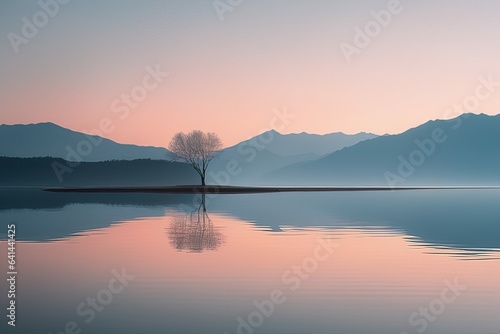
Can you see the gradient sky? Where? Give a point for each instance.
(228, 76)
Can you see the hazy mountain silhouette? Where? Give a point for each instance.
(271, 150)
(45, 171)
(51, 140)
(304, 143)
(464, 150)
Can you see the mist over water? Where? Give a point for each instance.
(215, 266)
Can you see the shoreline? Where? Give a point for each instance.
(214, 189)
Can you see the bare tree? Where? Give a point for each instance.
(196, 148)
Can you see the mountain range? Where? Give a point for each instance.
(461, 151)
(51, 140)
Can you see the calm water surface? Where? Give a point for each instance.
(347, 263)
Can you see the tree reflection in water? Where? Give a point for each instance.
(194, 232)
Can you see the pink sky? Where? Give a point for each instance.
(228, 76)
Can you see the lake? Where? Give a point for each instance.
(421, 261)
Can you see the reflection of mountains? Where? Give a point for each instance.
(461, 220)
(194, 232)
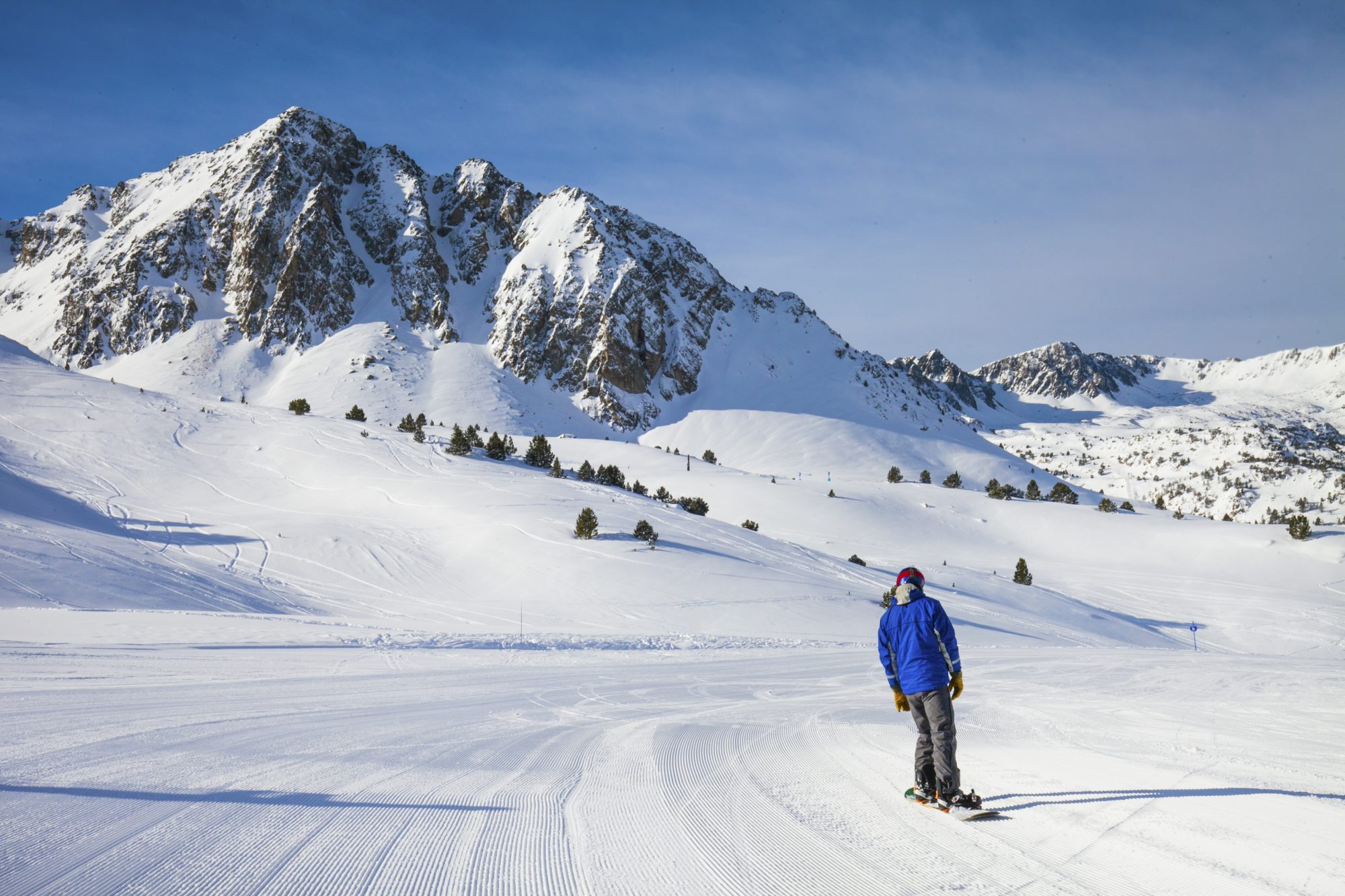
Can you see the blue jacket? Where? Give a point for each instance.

□ □ □

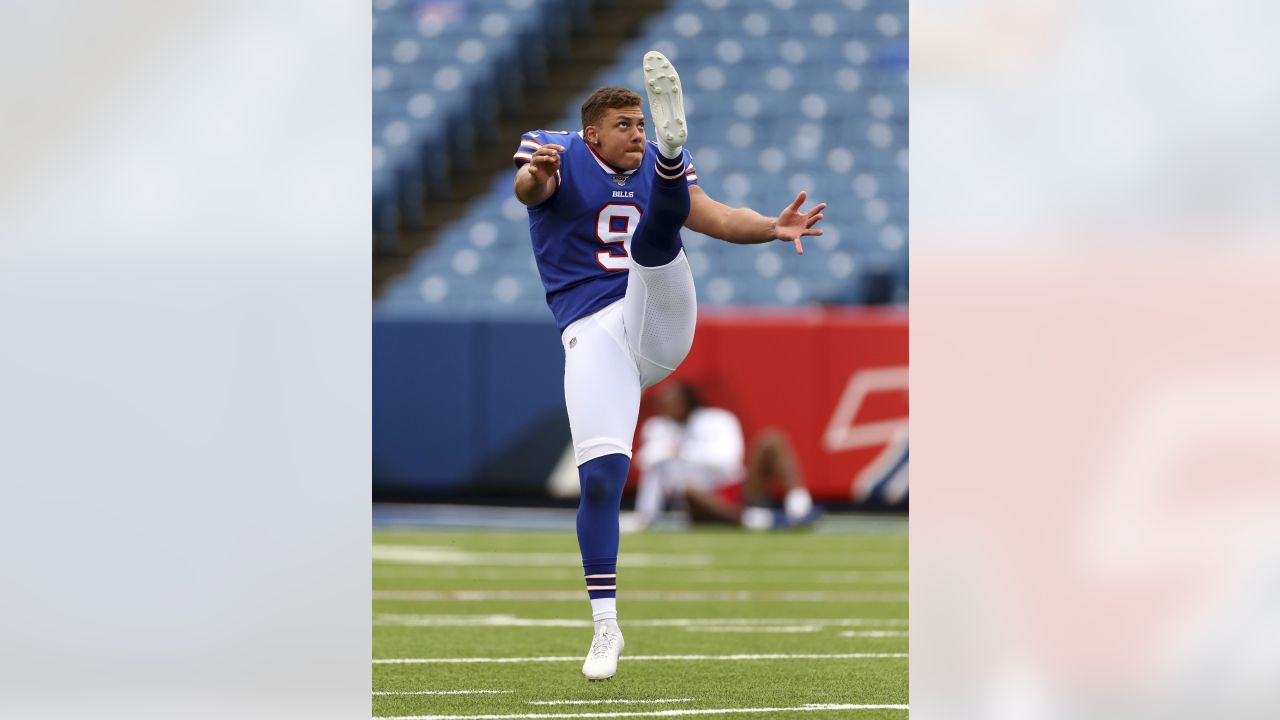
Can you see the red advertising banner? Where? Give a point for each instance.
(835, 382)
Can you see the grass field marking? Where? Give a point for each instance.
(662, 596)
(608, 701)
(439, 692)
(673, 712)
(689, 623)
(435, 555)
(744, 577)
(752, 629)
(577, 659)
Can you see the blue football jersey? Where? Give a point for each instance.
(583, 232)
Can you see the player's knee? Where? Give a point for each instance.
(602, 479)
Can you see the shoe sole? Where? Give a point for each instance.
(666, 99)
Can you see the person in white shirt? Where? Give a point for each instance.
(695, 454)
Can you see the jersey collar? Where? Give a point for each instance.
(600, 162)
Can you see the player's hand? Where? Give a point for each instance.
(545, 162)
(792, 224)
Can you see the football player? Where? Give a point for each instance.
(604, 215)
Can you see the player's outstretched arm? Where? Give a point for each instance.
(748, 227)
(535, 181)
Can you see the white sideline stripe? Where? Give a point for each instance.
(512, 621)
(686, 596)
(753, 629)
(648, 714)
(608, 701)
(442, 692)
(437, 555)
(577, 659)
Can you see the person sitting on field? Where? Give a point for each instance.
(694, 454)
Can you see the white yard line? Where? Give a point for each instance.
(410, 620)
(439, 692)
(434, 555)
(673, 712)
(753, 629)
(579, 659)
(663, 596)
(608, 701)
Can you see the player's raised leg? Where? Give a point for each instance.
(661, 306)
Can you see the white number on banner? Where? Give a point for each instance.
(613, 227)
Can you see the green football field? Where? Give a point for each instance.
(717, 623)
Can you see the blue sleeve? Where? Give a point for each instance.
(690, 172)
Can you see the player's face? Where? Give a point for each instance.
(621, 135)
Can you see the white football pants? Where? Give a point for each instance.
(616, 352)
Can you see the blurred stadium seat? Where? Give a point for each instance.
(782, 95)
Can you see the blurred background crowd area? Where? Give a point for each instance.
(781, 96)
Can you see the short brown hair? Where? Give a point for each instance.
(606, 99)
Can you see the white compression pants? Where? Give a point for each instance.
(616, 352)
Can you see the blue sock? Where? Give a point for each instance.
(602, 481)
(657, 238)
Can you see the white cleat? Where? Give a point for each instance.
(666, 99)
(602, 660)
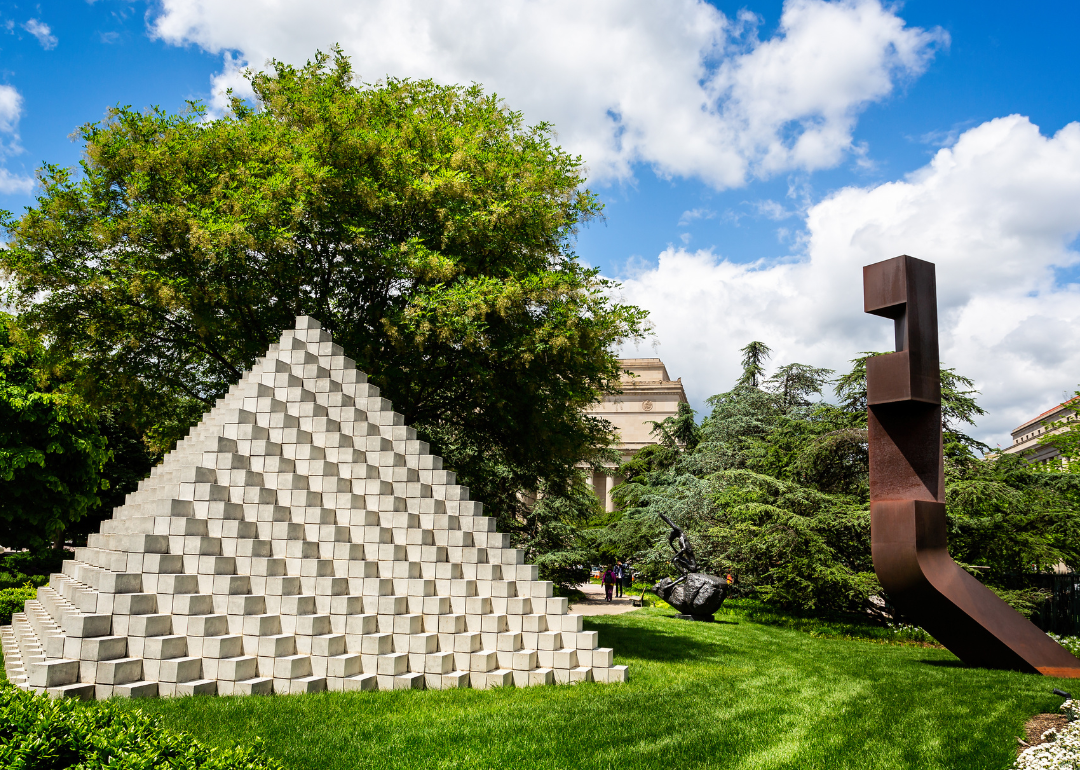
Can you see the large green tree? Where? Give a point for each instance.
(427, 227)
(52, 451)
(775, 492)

□ □ □

**Objective:**
Gather every line of the records that contains the string "white", matching case exactly.

**Solved problem:**
Can you see the person in white shirt? Where? Give a point for each instance.
Can you see the white sideline stripe? Where? Give a point for each instance.
Can you see the white yard line? Where? Give a point for each instance.
Can you see the white number on banner? Where? Give a point for each instance.
Can you see the white football pants? Where? Give a point for each instance.
Can you see the white compression pants? Where? Give a point for each instance.
Can you see the white cleat? Where? Give a point for each instance.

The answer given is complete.